[Task requirements] Report every line in the rows below that contains the string "strawberry", copying each such line in full. Case counts.
Start of Raw data
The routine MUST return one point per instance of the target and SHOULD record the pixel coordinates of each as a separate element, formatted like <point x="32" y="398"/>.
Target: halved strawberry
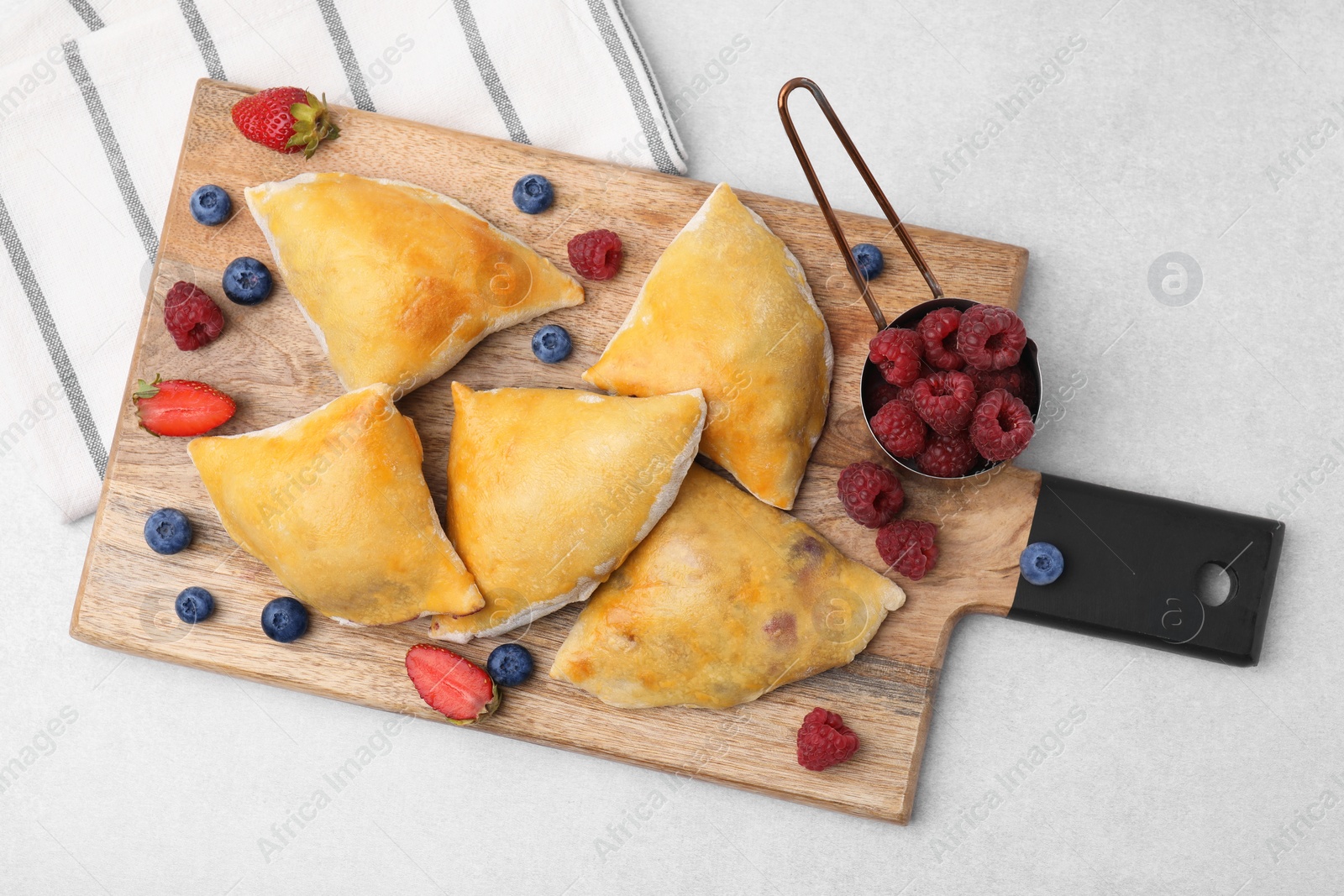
<point x="452" y="684"/>
<point x="181" y="407"/>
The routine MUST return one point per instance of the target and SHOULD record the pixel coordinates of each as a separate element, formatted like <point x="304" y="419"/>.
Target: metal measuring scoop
<point x="873" y="380"/>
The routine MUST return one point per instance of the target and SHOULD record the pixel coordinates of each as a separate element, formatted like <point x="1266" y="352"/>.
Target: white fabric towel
<point x="93" y="105"/>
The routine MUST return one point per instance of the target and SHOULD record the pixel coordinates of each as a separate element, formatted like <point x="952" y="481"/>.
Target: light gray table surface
<point x="1171" y="129"/>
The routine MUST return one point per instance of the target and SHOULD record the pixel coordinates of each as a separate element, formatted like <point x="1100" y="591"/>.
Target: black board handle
<point x="1132" y="564"/>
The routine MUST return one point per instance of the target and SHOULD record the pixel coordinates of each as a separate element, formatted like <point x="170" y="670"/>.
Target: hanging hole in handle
<point x="1215" y="584"/>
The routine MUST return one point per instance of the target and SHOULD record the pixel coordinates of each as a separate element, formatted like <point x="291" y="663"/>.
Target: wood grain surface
<point x="270" y="363"/>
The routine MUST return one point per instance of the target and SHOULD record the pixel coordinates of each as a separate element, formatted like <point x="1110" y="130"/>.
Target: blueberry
<point x="284" y="620"/>
<point x="533" y="194"/>
<point x="210" y="206"/>
<point x="1042" y="563"/>
<point x="510" y="664"/>
<point x="194" y="605"/>
<point x="167" y="531"/>
<point x="551" y="344"/>
<point x="246" y="281"/>
<point x="869" y="258"/>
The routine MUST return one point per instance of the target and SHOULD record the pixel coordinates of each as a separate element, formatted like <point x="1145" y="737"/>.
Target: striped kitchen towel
<point x="93" y="103"/>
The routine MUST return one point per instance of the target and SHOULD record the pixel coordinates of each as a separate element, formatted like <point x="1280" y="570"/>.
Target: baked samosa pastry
<point x="550" y="490"/>
<point x="336" y="506"/>
<point x="726" y="600"/>
<point x="396" y="281"/>
<point x="727" y="309"/>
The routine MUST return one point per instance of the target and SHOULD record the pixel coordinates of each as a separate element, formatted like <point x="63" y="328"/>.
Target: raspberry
<point x="991" y="338"/>
<point x="884" y="392"/>
<point x="1014" y="380"/>
<point x="945" y="399"/>
<point x="871" y="495"/>
<point x="596" y="254"/>
<point x="900" y="429"/>
<point x="1001" y="426"/>
<point x="938" y="335"/>
<point x="949" y="456"/>
<point x="824" y="741"/>
<point x="897" y="355"/>
<point x="192" y="316"/>
<point x="907" y="546"/>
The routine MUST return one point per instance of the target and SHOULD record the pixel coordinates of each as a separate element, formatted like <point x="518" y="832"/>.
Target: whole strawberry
<point x="286" y="120"/>
<point x="181" y="407"/>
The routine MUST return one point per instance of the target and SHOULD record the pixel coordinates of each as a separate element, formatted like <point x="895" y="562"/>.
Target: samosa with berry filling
<point x="398" y="281"/>
<point x="550" y="490"/>
<point x="727" y="600"/>
<point x="335" y="503"/>
<point x="729" y="309"/>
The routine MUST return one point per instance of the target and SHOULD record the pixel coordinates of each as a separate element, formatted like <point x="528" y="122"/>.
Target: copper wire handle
<point x="790" y="86"/>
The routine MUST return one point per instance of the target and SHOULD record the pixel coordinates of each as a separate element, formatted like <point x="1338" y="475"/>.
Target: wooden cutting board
<point x="269" y="360"/>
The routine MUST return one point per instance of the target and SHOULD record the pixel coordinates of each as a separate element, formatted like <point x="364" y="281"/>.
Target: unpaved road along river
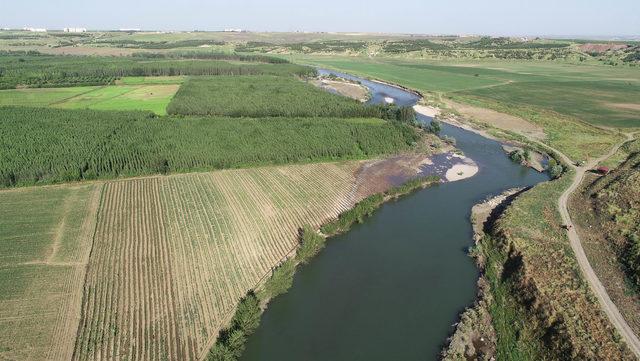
End of Raw data
[Final result]
Target: halved strawberry
Target: whole strawberry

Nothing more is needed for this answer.